Repeat the entries word for word, starting at the beginning and ending with the line that contains "267L143 250L81 263L69", including that line. Leave the pictures out of your answer.

(Saved data entries)
═══

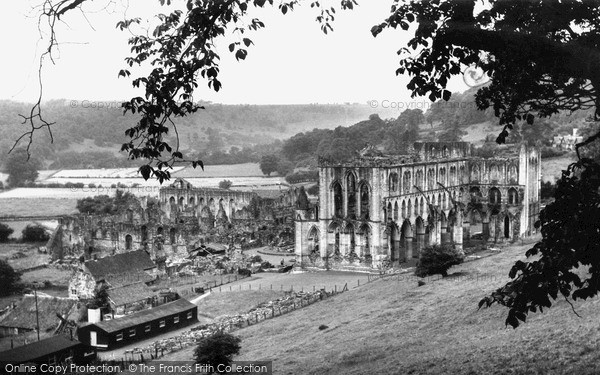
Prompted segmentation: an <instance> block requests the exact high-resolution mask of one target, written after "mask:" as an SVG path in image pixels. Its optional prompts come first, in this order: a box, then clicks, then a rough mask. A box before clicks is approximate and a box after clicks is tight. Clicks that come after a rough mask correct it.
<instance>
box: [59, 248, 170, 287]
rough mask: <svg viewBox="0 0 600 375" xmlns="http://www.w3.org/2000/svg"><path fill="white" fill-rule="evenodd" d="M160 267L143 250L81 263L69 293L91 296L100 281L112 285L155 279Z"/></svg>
mask: <svg viewBox="0 0 600 375" xmlns="http://www.w3.org/2000/svg"><path fill="white" fill-rule="evenodd" d="M158 274H159V270H158V268H157V267H156V264H154V262H153V261H152V259H151V258H150V255H149V254H148V253H147V252H146V251H144V250H138V251H131V252H128V253H122V254H116V255H112V256H107V257H104V258H100V259H98V260H90V261H87V262H85V263H83V264H82V265H81V267H80V268H79V269H78V270H77V272H76V273H75V275H74V276H73V277H72V278H71V280H70V281H69V296H70V297H75V298H92V297H93V296H94V290H95V288H96V286H97V285H98V284H100V283H106V284H107V285H108V286H109V287H111V288H117V287H120V286H125V285H130V284H134V283H139V282H144V283H149V282H151V281H153V280H154V279H155V278H156V277H157V275H158Z"/></svg>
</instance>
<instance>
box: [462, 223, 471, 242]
mask: <svg viewBox="0 0 600 375" xmlns="http://www.w3.org/2000/svg"><path fill="white" fill-rule="evenodd" d="M470 238H471V223H469V222H468V221H467V222H465V223H463V241H468V240H469V239H470Z"/></svg>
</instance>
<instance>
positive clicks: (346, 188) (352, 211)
mask: <svg viewBox="0 0 600 375" xmlns="http://www.w3.org/2000/svg"><path fill="white" fill-rule="evenodd" d="M331 189H332V192H333V214H334V216H336V217H340V218H341V217H348V218H352V219H364V220H368V219H369V209H370V205H369V199H370V195H369V186H368V185H367V183H366V181H361V182H360V183H359V184H358V185H357V183H356V177H355V176H354V173H348V175H347V176H346V194H345V195H344V193H343V190H342V185H341V184H340V182H339V181H334V182H333V184H332V185H331ZM344 207H346V212H345V215H344Z"/></svg>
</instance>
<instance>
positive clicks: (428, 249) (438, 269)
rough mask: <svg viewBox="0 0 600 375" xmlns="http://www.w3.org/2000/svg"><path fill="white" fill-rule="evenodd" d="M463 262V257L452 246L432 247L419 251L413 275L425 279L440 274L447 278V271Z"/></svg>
mask: <svg viewBox="0 0 600 375" xmlns="http://www.w3.org/2000/svg"><path fill="white" fill-rule="evenodd" d="M463 261H464V255H463V254H462V253H461V252H460V251H458V250H456V249H455V248H454V247H453V246H452V245H433V246H429V247H426V248H424V249H423V250H422V251H421V256H420V258H419V262H418V263H417V268H416V270H415V275H417V276H419V277H425V276H429V275H436V274H441V275H442V277H446V276H448V269H450V267H452V266H455V265H457V264H461V263H462V262H463Z"/></svg>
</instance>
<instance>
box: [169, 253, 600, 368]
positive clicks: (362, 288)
mask: <svg viewBox="0 0 600 375" xmlns="http://www.w3.org/2000/svg"><path fill="white" fill-rule="evenodd" d="M530 246H531V245H525V246H516V247H511V248H507V249H505V250H504V251H502V252H501V253H499V254H497V255H494V256H491V257H488V258H484V259H481V260H477V261H473V262H469V263H465V264H463V265H460V266H457V267H454V268H452V269H451V271H450V272H451V273H456V274H459V275H460V276H455V277H448V278H446V279H435V278H433V279H430V280H428V282H427V284H426V285H424V286H422V287H417V282H416V279H415V278H410V277H404V278H403V279H402V280H401V281H397V279H396V280H394V281H386V280H379V281H376V282H373V283H370V284H368V285H365V286H362V287H360V288H357V289H352V290H351V291H349V292H347V293H343V294H341V295H339V296H336V297H334V298H331V299H328V300H325V301H323V302H319V303H316V304H314V305H311V306H309V307H306V308H304V309H301V310H297V311H295V312H292V313H290V314H287V315H285V317H281V318H276V319H272V320H267V321H265V322H263V323H260V324H257V325H254V326H250V327H248V328H244V329H242V330H239V331H236V332H235V335H237V336H239V337H241V338H242V351H241V353H240V355H239V356H238V357H237V358H236V360H273V361H274V364H273V369H274V373H276V374H341V373H343V374H397V373H402V374H411V373H412V374H441V373H459V374H482V373H490V374H505V373H513V374H525V373H528V374H529V373H544V374H545V373H578V374H592V373H600V352H599V351H598V344H599V338H600V320H599V319H598V312H599V309H600V304H599V301H598V299H592V300H588V301H587V302H585V301H584V302H576V303H575V308H576V310H577V312H578V313H579V314H580V315H581V318H579V317H577V316H576V315H575V314H573V312H572V311H571V308H570V306H569V305H568V304H567V303H566V302H565V301H564V300H563V301H557V302H556V303H555V304H554V306H553V307H552V308H551V309H549V310H545V313H543V314H540V313H538V314H534V315H530V317H529V319H528V321H527V323H525V324H524V325H522V326H521V327H520V328H518V329H517V330H513V329H512V328H510V327H509V328H506V327H505V325H504V320H505V318H506V313H507V310H506V309H505V308H503V307H493V308H491V309H483V310H480V311H478V310H477V303H478V302H479V300H480V299H481V298H482V297H483V296H485V295H487V294H489V293H490V292H491V291H493V290H494V289H495V288H497V287H500V286H501V285H503V284H504V283H505V282H506V281H507V280H508V276H507V275H508V271H509V269H510V266H511V265H512V263H513V262H514V261H515V260H516V259H518V258H519V257H521V256H522V254H524V252H525V250H526V249H527V248H529V247H530ZM321 324H324V325H327V326H328V327H329V328H328V329H325V330H322V331H320V330H319V329H318V327H319V325H321ZM187 351H188V352H187V353H185V352H179V353H174V354H177V357H178V359H183V358H186V359H191V358H192V357H191V353H192V349H188V350H187ZM165 359H167V358H165Z"/></svg>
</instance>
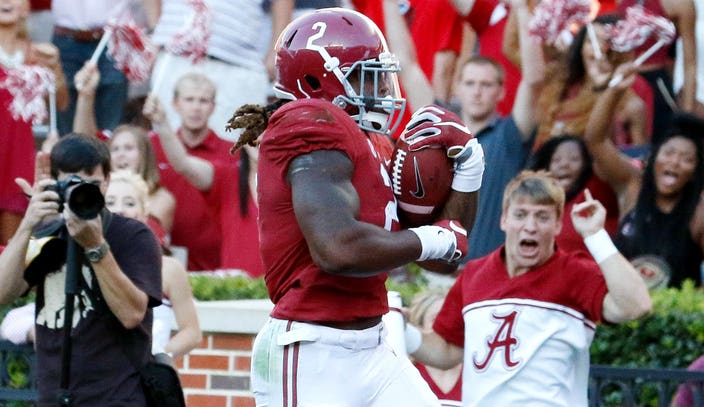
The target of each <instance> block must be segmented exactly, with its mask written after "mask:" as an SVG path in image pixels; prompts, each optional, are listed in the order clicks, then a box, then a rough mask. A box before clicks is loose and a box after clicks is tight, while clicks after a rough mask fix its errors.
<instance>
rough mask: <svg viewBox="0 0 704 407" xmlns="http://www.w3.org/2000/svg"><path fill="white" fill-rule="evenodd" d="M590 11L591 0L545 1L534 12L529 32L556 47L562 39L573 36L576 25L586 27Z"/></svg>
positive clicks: (588, 18) (536, 36) (549, 0)
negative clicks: (572, 29) (586, 24)
mask: <svg viewBox="0 0 704 407" xmlns="http://www.w3.org/2000/svg"><path fill="white" fill-rule="evenodd" d="M590 11H591V2H590V1H589V0H543V1H541V2H540V3H539V4H538V5H537V6H536V7H535V10H533V17H532V18H531V20H530V22H529V25H528V32H529V33H530V34H531V35H533V36H536V37H538V38H540V39H541V40H542V41H543V42H544V43H546V44H550V45H554V44H556V43H557V42H558V40H559V39H560V38H561V37H562V38H564V37H565V35H566V34H571V29H572V28H573V27H574V26H575V25H578V26H583V25H586V24H587V23H588V22H589V13H590ZM570 37H571V35H570Z"/></svg>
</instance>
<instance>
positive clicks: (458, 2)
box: [450, 0, 475, 16]
mask: <svg viewBox="0 0 704 407" xmlns="http://www.w3.org/2000/svg"><path fill="white" fill-rule="evenodd" d="M474 1H475V0H450V2H451V3H452V5H453V6H454V7H455V9H456V10H457V12H458V13H459V14H460V15H462V16H466V15H467V14H469V13H470V12H471V11H472V7H474Z"/></svg>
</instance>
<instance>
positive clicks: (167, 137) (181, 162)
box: [144, 95, 215, 191]
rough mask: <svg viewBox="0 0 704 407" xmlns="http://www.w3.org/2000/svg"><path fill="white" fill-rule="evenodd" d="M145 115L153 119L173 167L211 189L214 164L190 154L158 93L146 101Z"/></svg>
mask: <svg viewBox="0 0 704 407" xmlns="http://www.w3.org/2000/svg"><path fill="white" fill-rule="evenodd" d="M144 115H145V116H146V117H147V118H149V119H150V120H151V121H152V126H153V127H154V131H156V133H157V134H158V135H159V141H161V146H162V147H163V149H164V153H165V154H166V158H167V159H168V160H169V163H170V164H171V166H172V167H173V169H174V170H175V171H176V172H178V173H179V174H181V175H183V176H184V177H186V179H187V180H188V182H190V183H191V184H192V185H193V186H195V187H196V188H198V189H199V190H201V191H207V190H209V189H210V187H211V186H212V185H213V178H214V176H215V169H214V167H213V164H212V163H210V162H209V161H208V160H204V159H202V158H200V157H196V156H193V155H190V154H188V151H186V147H185V146H184V145H183V143H182V142H181V140H179V139H178V137H177V136H176V133H174V131H173V130H172V129H171V126H170V125H169V121H168V120H167V119H166V112H165V111H164V108H163V106H162V105H161V102H160V101H159V99H158V98H157V96H156V95H149V97H148V98H147V100H146V101H145V102H144Z"/></svg>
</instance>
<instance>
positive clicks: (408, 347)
mask: <svg viewBox="0 0 704 407" xmlns="http://www.w3.org/2000/svg"><path fill="white" fill-rule="evenodd" d="M404 336H405V339H406V352H408V354H409V355H410V354H413V353H416V351H417V350H418V349H420V345H422V344H423V334H422V333H421V332H420V330H418V328H416V327H415V326H413V325H411V324H406V330H405V332H404Z"/></svg>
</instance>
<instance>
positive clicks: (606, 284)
mask: <svg viewBox="0 0 704 407" xmlns="http://www.w3.org/2000/svg"><path fill="white" fill-rule="evenodd" d="M585 197H586V199H585V200H584V202H580V203H578V204H575V205H574V206H573V208H572V212H571V214H570V215H571V216H572V222H573V224H574V228H575V229H576V230H577V232H579V234H580V235H581V236H582V237H583V238H584V243H585V245H586V246H587V248H588V249H589V252H590V253H591V254H592V256H593V257H594V260H595V261H596V262H597V264H599V268H600V269H601V272H602V274H603V275H604V279H605V280H606V287H607V288H608V292H607V294H606V296H605V297H604V304H603V310H602V314H603V317H604V320H606V321H608V322H612V323H619V322H626V321H631V320H634V319H637V318H640V317H642V316H644V315H646V314H647V313H649V312H651V311H652V302H651V300H650V295H649V293H648V288H647V287H646V286H645V283H644V282H643V279H642V278H641V277H640V275H639V274H638V271H637V270H636V269H635V268H634V267H633V265H632V264H631V263H630V262H629V261H628V260H626V258H625V257H623V255H622V254H621V253H620V252H619V251H618V249H616V246H614V244H613V242H612V241H611V238H610V237H609V235H608V234H607V232H606V231H605V230H604V222H605V220H606V209H605V208H604V206H603V205H602V204H601V203H600V202H599V201H597V200H595V199H593V198H592V196H591V194H590V193H589V190H586V191H585Z"/></svg>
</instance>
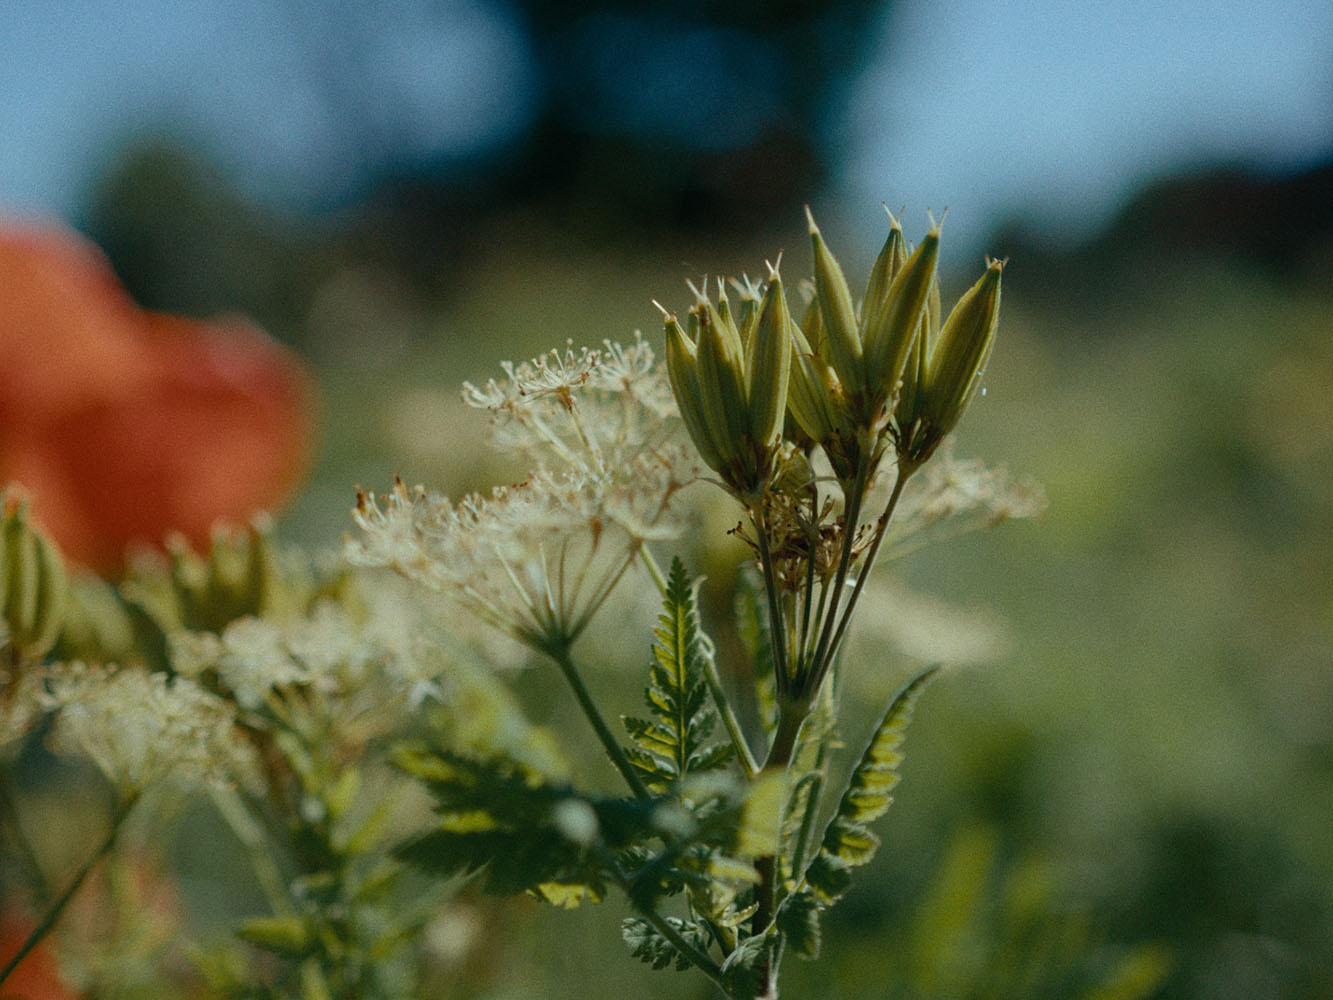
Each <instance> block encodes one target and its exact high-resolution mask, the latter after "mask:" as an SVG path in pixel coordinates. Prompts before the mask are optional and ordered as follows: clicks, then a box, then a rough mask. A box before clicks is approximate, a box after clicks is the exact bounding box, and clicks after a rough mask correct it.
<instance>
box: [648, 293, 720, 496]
mask: <svg viewBox="0 0 1333 1000" xmlns="http://www.w3.org/2000/svg"><path fill="white" fill-rule="evenodd" d="M663 313H664V316H665V328H667V377H668V380H669V381H670V391H672V395H674V396H676V405H677V408H678V409H680V416H681V420H682V421H684V423H685V431H688V432H689V437H690V440H692V441H693V443H694V447H696V448H697V449H698V455H700V457H702V460H704V463H705V464H706V465H708V467H709V468H710V469H713V471H714V472H716V471H717V469H720V468H721V465H722V457H721V452H720V449H718V444H717V443H716V441H713V437H712V435H710V433H709V429H708V421H706V420H705V419H704V409H702V393H701V392H700V388H698V355H697V349H696V347H694V343H693V341H692V340H690V339H689V337H688V336H685V331H682V329H681V328H680V323H678V321H677V320H676V317H674V316H672V315H670V313H668V312H667V311H665V309H664V311H663Z"/></svg>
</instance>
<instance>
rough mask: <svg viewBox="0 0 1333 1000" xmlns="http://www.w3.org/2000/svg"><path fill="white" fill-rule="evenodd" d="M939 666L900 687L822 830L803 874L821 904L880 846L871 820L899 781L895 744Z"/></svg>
mask: <svg viewBox="0 0 1333 1000" xmlns="http://www.w3.org/2000/svg"><path fill="white" fill-rule="evenodd" d="M937 669H938V668H936V667H930V668H929V669H926V671H922V672H921V673H918V675H917V676H916V677H913V679H912V680H909V681H908V683H906V684H904V685H902V687H901V688H900V689H898V692H897V693H896V695H894V696H893V699H892V700H890V701H889V707H888V709H886V711H885V712H884V716H882V717H881V720H880V724H878V725H877V727H876V728H874V732H873V733H872V735H870V740H869V743H868V744H866V747H865V752H864V753H862V755H861V759H860V760H858V761H857V764H856V767H854V768H852V773H850V775H849V776H848V781H846V787H845V789H844V792H842V796H841V799H840V801H838V805H837V809H836V811H834V813H833V817H832V819H830V820H829V823H828V827H825V829H824V837H822V840H821V841H820V849H818V852H817V855H816V857H814V859H813V860H812V861H810V865H809V868H808V869H806V872H805V883H806V884H808V885H809V887H810V888H812V889H813V891H814V892H816V895H817V896H818V899H820V900H821V903H822V904H824V905H825V907H828V905H832V904H833V903H834V901H837V899H838V897H841V896H842V893H844V892H846V887H848V884H849V883H850V871H849V869H850V868H854V867H860V865H864V864H866V863H869V860H870V859H872V857H874V852H876V851H877V849H878V847H880V839H878V837H877V836H876V835H874V833H872V832H870V824H872V823H873V821H874V820H877V819H880V816H882V815H884V813H885V812H888V808H889V805H890V803H892V801H893V797H892V795H890V792H892V791H893V787H894V785H896V784H897V781H898V775H897V767H898V764H901V763H902V755H901V753H898V752H897V748H898V747H901V745H902V737H904V732H905V729H906V725H908V723H909V721H910V720H912V712H913V709H914V708H916V701H917V697H920V695H921V691H922V689H924V688H925V685H926V683H929V680H930V677H933V676H934V673H936V671H937Z"/></svg>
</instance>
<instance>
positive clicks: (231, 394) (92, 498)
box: [0, 224, 315, 575]
mask: <svg viewBox="0 0 1333 1000" xmlns="http://www.w3.org/2000/svg"><path fill="white" fill-rule="evenodd" d="M313 425H315V392H313V383H312V380H311V377H309V375H308V373H307V371H305V368H304V365H303V364H301V363H300V360H299V359H297V357H296V356H295V355H293V353H292V352H289V351H287V349H285V348H283V347H280V345H279V344H277V343H276V341H273V340H271V339H269V337H268V336H265V335H264V333H263V332H260V331H259V329H257V328H255V327H253V325H251V324H248V323H247V321H244V320H240V319H224V320H216V321H211V323H203V321H197V320H191V319H184V317H179V316H169V315H164V313H155V312H147V311H144V309H140V308H139V307H137V305H136V304H135V303H133V301H132V300H131V297H129V296H128V293H127V292H125V291H124V288H123V287H121V285H120V283H119V280H117V279H116V276H115V273H113V272H112V271H111V267H109V265H108V263H107V261H105V259H104V257H103V256H101V253H100V252H99V251H97V248H96V247H93V245H92V244H89V243H88V241H87V240H84V239H83V237H81V236H79V235H77V233H75V232H71V231H68V229H63V228H55V227H36V225H15V224H0V483H5V481H17V483H20V484H21V485H23V487H24V489H25V491H27V492H28V493H31V495H32V496H33V500H35V503H33V512H35V515H36V516H37V517H39V519H40V521H41V523H43V527H44V528H45V529H47V531H48V532H49V533H51V535H52V536H53V537H55V539H56V541H57V543H59V544H60V547H61V549H63V551H64V553H65V556H67V557H68V559H69V560H72V561H76V563H81V564H84V565H88V567H91V568H93V569H97V571H100V572H104V573H111V575H115V573H117V572H119V571H120V569H121V568H123V565H124V557H125V552H127V548H129V547H132V545H144V544H145V545H160V544H161V543H163V539H164V537H165V536H167V535H168V533H169V532H173V531H176V532H181V533H183V535H185V537H188V539H189V540H191V541H192V543H195V544H196V545H200V547H203V545H205V544H207V541H208V535H209V531H211V528H212V525H213V523H215V521H217V520H229V521H241V520H245V519H248V517H249V516H251V515H253V513H255V512H257V511H261V509H273V508H276V507H280V505H281V504H283V503H284V501H285V500H288V499H289V497H291V495H292V492H293V491H295V489H296V487H297V485H299V484H300V483H301V481H303V479H304V476H305V473H307V471H308V468H309V463H311V457H312V449H313Z"/></svg>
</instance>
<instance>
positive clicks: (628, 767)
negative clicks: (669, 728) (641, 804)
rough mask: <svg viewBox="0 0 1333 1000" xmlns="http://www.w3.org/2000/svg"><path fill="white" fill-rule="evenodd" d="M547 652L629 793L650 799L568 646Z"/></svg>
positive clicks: (554, 648)
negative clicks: (605, 752)
mask: <svg viewBox="0 0 1333 1000" xmlns="http://www.w3.org/2000/svg"><path fill="white" fill-rule="evenodd" d="M543 652H545V653H547V656H549V657H551V659H552V660H553V661H555V664H556V667H559V668H560V672H561V673H563V675H564V676H565V680H567V681H569V687H571V688H573V692H575V697H576V699H579V707H580V708H583V711H584V715H585V716H588V721H589V723H592V728H593V729H595V731H596V733H597V739H599V740H601V745H603V748H604V749H605V751H607V756H608V757H611V763H612V764H615V765H616V769H617V771H619V772H620V773H621V776H623V777H624V779H625V783H627V784H628V785H629V789H631V791H632V792H633V793H635V796H636V797H639V799H648V797H651V793H649V791H648V787H647V785H645V784H644V781H643V779H640V777H639V775H637V773H636V772H635V767H633V764H631V763H629V757H627V756H625V751H624V749H621V747H620V744H619V743H617V741H616V736H615V735H613V733H612V732H611V727H609V725H607V720H605V719H603V715H601V711H600V709H599V708H597V703H596V701H593V699H592V692H589V691H588V685H587V684H584V683H583V677H580V676H579V669H577V668H576V667H575V661H573V660H572V659H571V656H569V647H568V645H545V647H543Z"/></svg>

═══

### Task solution
Prompted segmentation: an <instance> block requests the exact high-resolution mask of one target, written after "mask:" as an SVG path in image pixels. Its optional prompts come first, in this order: a box, then clicks, then a rough mask. A box before clicks is approximate and a box after clicks is tight. Clicks that come after a rough mask correct it.
<instance>
box: [59, 248, 170, 287]
rough mask: <svg viewBox="0 0 600 375" xmlns="http://www.w3.org/2000/svg"><path fill="white" fill-rule="evenodd" d="M160 267L143 250L81 263L69 293L91 296L100 281L112 285L155 279Z"/></svg>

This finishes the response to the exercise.